**GOAL OF THE EXERCISE**
Copy exactly the lines from the one containing "[point] wine glass base" through the last line of the records, both included, and nothing more.
## start
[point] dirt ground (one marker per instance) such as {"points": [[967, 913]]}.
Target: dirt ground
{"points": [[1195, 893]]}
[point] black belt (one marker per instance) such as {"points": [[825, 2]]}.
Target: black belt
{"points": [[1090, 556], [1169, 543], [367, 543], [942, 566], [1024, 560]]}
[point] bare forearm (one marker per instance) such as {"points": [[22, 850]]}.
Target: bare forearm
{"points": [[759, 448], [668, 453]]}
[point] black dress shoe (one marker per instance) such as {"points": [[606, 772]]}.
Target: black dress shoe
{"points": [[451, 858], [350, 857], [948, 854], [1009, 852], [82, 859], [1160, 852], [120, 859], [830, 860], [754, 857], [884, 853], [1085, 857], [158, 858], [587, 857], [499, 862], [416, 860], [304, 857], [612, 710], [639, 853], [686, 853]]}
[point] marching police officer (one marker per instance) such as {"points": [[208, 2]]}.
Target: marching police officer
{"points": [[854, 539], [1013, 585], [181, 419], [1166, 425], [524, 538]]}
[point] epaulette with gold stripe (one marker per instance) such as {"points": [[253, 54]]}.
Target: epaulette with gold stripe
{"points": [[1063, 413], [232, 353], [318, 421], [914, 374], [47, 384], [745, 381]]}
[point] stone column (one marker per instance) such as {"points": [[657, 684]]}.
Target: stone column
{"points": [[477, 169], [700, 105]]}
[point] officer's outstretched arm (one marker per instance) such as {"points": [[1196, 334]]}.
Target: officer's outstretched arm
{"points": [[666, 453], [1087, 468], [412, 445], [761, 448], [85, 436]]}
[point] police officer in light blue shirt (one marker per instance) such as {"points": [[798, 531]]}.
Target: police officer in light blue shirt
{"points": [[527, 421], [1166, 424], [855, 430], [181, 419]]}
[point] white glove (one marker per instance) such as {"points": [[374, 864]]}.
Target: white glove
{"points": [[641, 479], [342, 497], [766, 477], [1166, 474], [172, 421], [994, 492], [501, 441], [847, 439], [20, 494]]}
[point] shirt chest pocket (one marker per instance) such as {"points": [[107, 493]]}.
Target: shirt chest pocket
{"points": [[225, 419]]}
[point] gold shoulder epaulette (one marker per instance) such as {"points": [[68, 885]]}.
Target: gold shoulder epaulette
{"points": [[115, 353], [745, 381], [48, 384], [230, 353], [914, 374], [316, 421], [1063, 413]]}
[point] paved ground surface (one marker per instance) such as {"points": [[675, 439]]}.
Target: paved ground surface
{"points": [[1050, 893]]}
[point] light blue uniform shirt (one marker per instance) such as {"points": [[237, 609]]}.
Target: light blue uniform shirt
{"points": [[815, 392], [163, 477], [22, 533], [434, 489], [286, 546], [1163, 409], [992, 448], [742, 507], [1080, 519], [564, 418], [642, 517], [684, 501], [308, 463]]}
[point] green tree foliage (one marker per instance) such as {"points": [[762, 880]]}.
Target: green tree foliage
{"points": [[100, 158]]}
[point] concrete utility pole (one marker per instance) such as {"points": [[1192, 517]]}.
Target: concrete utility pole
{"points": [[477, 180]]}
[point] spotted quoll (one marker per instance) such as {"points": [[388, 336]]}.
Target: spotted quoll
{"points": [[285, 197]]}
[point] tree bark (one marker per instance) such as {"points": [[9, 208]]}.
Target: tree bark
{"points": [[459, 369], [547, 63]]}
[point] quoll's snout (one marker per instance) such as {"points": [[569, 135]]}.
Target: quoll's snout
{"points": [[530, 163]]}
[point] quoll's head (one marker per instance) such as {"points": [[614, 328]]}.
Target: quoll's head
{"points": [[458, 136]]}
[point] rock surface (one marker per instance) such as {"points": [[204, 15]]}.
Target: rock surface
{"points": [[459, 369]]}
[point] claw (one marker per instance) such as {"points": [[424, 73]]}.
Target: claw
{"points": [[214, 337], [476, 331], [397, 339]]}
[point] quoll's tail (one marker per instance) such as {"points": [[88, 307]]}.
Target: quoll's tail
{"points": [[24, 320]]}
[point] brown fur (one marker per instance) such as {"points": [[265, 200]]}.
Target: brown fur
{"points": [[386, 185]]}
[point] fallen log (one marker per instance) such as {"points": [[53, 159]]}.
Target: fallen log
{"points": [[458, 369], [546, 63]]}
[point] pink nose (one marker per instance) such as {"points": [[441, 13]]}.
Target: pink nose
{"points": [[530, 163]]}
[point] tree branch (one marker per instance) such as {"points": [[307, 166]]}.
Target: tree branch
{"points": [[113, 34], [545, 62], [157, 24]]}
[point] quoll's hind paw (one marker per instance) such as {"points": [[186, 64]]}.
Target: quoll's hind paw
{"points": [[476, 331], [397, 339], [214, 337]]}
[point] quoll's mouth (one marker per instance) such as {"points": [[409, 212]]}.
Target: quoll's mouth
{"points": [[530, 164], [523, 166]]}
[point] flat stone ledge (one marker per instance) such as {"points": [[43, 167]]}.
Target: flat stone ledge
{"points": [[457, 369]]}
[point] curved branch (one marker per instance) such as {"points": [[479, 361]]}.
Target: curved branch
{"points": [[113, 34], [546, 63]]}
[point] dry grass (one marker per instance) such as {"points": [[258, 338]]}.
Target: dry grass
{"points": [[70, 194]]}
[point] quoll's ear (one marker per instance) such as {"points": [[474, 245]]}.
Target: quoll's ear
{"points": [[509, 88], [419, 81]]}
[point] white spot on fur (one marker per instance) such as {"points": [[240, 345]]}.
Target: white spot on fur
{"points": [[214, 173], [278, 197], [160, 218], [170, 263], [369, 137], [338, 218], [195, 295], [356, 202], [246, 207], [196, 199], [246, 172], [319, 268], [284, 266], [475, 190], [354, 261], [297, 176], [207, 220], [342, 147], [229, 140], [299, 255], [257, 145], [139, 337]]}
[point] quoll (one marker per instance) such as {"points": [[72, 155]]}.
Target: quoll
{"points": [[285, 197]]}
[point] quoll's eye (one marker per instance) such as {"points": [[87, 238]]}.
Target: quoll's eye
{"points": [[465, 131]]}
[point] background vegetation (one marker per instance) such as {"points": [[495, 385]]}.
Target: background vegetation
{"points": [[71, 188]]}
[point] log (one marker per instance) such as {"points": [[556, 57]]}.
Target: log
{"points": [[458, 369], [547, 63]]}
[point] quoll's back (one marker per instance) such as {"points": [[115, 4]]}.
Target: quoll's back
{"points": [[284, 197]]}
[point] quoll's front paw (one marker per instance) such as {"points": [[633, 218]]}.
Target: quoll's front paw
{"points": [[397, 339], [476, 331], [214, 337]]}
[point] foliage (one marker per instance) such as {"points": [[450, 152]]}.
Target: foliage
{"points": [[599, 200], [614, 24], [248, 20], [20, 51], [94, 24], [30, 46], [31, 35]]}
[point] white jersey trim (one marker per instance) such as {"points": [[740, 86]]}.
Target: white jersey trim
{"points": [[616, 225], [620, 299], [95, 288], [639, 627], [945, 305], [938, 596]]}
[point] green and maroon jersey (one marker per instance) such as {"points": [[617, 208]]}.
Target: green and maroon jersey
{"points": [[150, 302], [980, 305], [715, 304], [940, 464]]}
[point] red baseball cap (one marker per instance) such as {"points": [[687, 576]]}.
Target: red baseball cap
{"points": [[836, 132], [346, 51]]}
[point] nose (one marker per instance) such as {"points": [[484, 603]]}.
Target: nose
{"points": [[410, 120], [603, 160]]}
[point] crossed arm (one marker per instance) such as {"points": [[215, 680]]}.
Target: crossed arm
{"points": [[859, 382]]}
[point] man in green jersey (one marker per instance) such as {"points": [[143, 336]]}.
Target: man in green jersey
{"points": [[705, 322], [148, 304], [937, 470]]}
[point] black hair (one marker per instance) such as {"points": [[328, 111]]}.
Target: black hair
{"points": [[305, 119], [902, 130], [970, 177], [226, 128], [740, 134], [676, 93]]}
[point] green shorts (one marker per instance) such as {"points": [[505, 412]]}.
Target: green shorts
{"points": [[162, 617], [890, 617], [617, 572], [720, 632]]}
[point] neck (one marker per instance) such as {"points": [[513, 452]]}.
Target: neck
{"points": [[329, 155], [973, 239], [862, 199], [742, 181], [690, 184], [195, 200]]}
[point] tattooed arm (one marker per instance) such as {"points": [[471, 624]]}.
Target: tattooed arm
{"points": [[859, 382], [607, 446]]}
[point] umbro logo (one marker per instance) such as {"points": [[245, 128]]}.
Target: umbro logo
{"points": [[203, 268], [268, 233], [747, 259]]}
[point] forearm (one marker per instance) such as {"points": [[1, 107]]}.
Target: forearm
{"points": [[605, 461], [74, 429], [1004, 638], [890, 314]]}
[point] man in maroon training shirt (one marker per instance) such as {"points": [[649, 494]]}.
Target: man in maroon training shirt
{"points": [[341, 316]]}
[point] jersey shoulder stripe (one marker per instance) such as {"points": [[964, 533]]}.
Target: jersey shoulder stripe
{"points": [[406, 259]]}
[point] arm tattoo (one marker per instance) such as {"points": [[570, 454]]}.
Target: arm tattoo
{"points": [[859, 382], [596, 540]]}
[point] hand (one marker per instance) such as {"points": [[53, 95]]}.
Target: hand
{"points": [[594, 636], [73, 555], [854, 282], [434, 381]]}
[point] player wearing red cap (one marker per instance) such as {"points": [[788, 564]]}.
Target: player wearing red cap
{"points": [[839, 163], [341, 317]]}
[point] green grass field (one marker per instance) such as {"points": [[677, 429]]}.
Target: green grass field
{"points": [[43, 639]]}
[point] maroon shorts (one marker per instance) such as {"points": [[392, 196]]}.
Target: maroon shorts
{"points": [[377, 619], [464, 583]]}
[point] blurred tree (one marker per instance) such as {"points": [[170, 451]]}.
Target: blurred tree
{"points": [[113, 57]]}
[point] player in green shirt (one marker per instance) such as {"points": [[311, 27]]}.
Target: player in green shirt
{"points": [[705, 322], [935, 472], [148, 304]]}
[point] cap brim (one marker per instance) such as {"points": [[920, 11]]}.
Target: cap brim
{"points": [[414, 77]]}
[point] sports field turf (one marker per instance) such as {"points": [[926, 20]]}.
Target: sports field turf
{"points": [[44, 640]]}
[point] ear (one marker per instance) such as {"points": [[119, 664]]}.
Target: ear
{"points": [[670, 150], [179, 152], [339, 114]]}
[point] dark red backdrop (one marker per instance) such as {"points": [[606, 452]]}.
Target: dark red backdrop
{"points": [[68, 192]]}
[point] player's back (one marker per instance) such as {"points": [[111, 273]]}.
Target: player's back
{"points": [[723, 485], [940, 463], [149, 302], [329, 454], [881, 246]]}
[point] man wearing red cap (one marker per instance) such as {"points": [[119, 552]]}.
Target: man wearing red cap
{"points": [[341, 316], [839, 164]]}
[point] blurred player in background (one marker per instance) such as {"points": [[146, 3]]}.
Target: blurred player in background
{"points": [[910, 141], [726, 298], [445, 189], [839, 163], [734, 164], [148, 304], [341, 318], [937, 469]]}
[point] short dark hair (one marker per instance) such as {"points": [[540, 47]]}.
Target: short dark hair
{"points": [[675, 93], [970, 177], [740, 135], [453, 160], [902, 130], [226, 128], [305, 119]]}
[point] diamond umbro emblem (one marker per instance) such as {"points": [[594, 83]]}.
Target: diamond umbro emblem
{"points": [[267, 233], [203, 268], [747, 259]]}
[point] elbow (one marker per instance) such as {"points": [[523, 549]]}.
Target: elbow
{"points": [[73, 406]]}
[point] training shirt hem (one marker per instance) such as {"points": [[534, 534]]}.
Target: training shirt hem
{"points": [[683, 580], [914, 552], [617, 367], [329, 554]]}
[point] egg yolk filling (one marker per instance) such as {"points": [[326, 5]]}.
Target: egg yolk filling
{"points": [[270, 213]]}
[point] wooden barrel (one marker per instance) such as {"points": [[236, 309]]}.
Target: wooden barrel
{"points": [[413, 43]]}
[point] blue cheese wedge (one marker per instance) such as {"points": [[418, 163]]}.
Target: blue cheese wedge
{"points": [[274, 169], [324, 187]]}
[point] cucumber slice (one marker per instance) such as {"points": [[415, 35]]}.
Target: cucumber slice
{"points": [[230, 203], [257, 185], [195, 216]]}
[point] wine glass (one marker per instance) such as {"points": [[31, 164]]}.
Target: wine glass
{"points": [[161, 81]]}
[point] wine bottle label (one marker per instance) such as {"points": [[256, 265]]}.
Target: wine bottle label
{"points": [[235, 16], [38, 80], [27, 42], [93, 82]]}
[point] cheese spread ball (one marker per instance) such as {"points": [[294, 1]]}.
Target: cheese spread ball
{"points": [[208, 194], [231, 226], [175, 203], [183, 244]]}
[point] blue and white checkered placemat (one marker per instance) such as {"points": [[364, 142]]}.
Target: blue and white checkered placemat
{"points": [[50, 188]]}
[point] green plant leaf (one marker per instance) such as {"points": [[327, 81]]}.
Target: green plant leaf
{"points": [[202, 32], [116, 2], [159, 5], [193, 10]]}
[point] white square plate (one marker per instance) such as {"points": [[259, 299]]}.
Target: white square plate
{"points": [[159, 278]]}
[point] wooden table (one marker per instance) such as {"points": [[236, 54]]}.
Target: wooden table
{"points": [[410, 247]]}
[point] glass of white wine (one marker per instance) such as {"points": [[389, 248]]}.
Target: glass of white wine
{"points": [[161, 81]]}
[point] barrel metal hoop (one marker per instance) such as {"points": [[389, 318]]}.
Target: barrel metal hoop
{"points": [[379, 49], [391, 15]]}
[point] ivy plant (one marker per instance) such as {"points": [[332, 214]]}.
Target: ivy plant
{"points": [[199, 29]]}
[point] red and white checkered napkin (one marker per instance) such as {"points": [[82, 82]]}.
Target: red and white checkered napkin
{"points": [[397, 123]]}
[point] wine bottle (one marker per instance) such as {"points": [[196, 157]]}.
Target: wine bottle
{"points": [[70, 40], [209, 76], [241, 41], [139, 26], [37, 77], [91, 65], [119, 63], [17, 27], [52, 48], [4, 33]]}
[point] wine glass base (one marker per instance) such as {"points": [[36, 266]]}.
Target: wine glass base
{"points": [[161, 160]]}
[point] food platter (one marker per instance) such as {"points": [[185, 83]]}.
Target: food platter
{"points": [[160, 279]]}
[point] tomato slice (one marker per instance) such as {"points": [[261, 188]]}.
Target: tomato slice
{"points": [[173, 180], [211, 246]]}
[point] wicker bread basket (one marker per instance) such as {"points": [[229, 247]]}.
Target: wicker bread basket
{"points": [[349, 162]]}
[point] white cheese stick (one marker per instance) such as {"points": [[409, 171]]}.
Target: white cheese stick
## end
**TASK OUTPUT**
[point] wine glass base (one marker per instance) such as {"points": [[36, 266]]}.
Target: wine glass base
{"points": [[161, 160]]}
[point] food platter (one marker per instance) such as {"points": [[185, 83]]}.
Target: food platter
{"points": [[160, 279]]}
[point] tomato slice (one marker per instance) such as {"points": [[261, 188]]}.
Target: tomato slice
{"points": [[173, 180], [211, 246]]}
[point] wicker bread basket (one marker per instance) such as {"points": [[229, 247]]}.
Target: wicker bread basket
{"points": [[349, 162]]}
[point] white cheese stick (one marker per instance) such as {"points": [[409, 171]]}.
Target: white cheese stick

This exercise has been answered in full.